Aim of the task
Below are the records. Restate word for word every line from the one that contains "As a warehouse robot's perception module, locate tiled" through the final line, both included.

___ Given data

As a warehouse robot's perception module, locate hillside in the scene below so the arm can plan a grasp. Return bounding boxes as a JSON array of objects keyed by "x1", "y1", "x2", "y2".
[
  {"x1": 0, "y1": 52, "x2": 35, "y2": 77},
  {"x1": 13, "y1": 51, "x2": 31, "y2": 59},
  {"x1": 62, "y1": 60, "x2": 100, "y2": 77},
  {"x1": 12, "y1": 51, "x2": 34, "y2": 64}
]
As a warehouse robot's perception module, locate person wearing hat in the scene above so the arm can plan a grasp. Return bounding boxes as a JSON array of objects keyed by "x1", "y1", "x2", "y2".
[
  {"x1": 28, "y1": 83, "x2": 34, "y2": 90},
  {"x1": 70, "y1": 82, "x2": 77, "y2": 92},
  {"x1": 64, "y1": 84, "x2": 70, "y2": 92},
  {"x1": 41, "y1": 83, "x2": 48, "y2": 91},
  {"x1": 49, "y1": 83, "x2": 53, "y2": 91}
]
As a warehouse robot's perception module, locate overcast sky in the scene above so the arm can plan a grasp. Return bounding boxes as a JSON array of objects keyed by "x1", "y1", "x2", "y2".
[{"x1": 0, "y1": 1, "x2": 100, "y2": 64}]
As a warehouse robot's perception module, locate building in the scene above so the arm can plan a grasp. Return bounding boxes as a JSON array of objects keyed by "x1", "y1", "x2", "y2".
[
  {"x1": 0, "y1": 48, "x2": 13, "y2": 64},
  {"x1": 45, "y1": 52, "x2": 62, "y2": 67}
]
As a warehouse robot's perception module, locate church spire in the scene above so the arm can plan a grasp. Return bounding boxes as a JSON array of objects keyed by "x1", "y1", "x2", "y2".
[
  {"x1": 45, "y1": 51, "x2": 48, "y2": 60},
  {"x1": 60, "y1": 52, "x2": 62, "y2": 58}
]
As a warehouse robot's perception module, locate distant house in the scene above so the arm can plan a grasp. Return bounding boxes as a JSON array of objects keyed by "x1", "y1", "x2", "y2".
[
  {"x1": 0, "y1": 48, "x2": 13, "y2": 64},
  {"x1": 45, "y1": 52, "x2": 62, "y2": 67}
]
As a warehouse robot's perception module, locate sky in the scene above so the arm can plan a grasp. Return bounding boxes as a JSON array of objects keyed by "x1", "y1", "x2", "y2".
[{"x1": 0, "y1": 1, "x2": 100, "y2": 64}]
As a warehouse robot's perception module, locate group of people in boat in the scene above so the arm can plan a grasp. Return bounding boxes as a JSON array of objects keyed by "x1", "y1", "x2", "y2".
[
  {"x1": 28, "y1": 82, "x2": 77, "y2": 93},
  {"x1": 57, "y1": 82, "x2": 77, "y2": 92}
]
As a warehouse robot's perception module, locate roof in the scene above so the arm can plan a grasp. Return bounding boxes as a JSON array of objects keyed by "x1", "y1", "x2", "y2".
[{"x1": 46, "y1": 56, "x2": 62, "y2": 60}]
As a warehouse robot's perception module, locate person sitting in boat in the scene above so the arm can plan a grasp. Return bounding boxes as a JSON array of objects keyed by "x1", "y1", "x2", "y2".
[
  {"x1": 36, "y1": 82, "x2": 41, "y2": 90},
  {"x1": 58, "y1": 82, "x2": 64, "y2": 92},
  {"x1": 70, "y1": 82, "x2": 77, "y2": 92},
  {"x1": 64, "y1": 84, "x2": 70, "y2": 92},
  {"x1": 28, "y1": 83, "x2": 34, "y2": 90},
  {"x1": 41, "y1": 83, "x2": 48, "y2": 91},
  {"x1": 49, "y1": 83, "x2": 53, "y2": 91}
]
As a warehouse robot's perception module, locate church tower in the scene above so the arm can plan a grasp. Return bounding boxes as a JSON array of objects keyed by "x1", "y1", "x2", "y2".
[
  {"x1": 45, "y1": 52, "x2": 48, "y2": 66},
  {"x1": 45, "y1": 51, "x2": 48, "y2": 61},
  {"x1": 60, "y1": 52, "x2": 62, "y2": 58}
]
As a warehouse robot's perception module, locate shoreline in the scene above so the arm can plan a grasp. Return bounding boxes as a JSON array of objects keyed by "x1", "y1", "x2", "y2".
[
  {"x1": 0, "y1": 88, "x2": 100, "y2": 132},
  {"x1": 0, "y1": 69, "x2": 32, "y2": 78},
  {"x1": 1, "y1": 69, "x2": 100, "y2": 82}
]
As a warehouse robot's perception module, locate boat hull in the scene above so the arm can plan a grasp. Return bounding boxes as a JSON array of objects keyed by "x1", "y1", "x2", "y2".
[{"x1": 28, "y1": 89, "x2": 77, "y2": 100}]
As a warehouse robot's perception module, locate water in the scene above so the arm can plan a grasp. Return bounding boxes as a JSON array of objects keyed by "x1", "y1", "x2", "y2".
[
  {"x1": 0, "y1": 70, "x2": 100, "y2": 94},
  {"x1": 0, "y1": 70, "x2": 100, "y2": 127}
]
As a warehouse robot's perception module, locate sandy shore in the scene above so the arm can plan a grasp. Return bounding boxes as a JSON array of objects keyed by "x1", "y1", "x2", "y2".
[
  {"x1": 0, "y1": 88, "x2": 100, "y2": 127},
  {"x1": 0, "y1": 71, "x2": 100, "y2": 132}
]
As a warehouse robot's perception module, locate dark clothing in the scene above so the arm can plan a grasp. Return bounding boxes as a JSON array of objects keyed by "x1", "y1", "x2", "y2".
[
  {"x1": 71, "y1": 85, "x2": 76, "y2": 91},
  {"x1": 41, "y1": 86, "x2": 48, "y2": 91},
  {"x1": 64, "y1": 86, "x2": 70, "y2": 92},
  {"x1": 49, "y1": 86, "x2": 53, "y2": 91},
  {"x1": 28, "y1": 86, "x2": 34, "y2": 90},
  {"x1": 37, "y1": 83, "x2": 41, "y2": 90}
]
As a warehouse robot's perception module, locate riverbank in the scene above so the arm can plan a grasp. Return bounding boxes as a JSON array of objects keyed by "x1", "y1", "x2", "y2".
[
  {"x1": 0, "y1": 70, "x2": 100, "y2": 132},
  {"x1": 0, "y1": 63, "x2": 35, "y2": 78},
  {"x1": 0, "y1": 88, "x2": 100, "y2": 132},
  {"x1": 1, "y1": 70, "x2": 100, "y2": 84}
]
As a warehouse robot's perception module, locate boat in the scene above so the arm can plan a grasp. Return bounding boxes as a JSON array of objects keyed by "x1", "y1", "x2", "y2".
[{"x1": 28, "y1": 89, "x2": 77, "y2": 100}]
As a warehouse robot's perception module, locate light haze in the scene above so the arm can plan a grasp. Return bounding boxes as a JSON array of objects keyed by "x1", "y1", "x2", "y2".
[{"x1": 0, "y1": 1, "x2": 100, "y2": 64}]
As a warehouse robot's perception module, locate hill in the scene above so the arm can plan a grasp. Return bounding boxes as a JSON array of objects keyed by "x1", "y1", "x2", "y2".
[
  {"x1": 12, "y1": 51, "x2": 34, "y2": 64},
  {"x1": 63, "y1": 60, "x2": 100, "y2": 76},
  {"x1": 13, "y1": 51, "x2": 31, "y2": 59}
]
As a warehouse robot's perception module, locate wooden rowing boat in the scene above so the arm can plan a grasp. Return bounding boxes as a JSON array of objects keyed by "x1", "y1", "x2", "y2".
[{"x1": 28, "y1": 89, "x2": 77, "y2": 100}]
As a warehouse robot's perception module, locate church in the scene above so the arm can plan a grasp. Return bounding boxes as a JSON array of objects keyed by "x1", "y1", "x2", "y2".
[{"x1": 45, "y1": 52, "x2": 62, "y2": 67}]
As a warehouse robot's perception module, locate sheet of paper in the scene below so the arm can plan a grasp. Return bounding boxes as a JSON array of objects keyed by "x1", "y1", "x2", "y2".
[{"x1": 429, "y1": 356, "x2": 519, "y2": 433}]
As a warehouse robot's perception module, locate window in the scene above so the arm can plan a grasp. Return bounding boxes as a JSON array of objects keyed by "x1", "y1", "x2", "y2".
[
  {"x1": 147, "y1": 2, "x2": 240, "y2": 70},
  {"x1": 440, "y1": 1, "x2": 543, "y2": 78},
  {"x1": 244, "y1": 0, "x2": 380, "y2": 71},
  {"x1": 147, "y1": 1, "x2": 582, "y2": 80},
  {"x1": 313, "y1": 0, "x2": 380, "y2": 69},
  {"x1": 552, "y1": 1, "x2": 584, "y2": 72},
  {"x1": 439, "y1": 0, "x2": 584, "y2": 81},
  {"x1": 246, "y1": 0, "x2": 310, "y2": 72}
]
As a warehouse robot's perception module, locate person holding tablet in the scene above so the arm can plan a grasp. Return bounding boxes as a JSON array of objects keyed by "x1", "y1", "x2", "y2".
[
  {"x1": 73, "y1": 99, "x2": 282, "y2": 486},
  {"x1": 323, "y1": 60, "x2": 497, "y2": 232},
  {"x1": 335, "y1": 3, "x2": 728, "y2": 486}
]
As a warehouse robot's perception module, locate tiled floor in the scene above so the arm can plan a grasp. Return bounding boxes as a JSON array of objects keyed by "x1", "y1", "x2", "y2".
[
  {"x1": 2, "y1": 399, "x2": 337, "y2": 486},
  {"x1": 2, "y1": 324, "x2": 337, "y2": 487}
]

______

Result below
As a warehouse robot's perception module, locate tiled floor in the scene above so the arm can plan a grasp. Return bounding boxes as a JSON array of objects keyed by "x1", "y1", "x2", "y2".
[
  {"x1": 2, "y1": 399, "x2": 337, "y2": 486},
  {"x1": 2, "y1": 324, "x2": 337, "y2": 487}
]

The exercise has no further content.